→ Task prompt
Identify every line in the items below that contains the string "sneaker", and copy each one. Case counts.
—————
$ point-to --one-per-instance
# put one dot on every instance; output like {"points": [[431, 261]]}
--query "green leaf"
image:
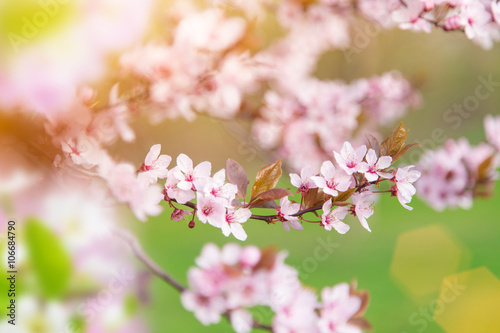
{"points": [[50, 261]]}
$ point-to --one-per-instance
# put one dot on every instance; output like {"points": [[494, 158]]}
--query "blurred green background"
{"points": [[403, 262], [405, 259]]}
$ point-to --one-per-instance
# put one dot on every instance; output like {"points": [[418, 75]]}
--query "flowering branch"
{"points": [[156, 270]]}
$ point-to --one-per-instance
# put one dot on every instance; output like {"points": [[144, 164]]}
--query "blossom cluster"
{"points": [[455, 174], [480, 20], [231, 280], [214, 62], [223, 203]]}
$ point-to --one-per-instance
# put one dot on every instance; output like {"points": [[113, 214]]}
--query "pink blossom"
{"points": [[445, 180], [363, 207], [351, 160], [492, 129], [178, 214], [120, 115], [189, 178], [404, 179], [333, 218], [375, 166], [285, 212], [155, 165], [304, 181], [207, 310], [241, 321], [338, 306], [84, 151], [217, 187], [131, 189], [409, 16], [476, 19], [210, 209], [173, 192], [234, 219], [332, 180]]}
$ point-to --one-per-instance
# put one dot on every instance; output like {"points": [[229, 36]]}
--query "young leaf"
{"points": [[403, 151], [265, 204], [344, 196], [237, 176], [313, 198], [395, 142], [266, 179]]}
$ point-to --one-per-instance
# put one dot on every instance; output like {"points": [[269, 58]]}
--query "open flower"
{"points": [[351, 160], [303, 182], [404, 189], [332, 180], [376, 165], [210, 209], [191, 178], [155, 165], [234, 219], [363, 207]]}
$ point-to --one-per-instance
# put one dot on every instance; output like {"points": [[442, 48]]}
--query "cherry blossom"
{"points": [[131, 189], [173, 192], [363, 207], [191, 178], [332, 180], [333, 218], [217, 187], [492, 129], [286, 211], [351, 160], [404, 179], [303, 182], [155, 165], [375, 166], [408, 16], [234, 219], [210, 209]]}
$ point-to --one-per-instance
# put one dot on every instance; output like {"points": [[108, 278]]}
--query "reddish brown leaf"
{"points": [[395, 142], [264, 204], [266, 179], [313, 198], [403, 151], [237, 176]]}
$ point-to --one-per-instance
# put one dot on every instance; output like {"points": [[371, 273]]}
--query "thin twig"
—————
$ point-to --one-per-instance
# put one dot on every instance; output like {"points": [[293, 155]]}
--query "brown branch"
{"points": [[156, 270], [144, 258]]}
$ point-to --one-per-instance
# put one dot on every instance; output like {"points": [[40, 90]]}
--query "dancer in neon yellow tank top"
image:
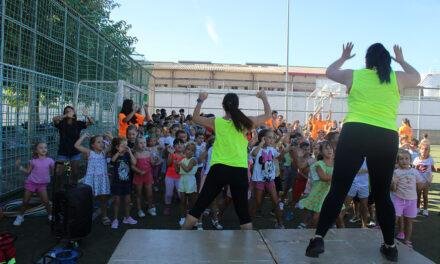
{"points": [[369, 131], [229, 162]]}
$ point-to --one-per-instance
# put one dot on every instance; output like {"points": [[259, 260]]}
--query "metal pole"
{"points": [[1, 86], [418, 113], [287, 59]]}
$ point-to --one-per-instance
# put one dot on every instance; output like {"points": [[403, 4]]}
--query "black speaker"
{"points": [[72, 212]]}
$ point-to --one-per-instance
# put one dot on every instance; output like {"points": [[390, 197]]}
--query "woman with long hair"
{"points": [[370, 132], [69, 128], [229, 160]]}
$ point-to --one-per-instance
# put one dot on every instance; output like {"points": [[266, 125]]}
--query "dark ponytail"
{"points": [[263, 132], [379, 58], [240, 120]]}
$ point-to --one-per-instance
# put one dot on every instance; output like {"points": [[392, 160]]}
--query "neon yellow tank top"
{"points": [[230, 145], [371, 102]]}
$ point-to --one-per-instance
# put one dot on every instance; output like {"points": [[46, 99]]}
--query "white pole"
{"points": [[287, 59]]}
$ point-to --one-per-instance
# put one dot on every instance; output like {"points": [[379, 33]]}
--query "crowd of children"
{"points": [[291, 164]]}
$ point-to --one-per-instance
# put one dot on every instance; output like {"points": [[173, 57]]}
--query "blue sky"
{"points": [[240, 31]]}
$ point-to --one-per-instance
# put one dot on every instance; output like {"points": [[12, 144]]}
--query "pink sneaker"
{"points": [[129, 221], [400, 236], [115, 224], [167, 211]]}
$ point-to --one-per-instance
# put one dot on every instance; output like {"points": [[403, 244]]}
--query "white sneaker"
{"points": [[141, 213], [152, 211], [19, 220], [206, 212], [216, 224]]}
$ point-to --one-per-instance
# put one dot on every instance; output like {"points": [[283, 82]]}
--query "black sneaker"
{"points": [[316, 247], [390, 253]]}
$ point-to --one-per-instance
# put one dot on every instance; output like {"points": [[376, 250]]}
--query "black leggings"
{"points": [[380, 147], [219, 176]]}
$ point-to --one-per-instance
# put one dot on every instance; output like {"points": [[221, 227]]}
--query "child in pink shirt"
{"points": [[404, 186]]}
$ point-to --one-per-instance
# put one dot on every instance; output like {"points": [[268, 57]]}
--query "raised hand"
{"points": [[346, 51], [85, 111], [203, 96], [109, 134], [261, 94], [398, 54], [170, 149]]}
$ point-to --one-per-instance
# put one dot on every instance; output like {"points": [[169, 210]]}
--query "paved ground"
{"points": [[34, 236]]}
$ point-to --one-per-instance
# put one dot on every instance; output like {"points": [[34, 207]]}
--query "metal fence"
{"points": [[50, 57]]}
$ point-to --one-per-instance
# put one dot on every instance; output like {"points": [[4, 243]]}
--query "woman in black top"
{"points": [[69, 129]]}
—————
→ Task answer
--query "pink sneaker"
--query "white sneaker"
--query "black sneaker"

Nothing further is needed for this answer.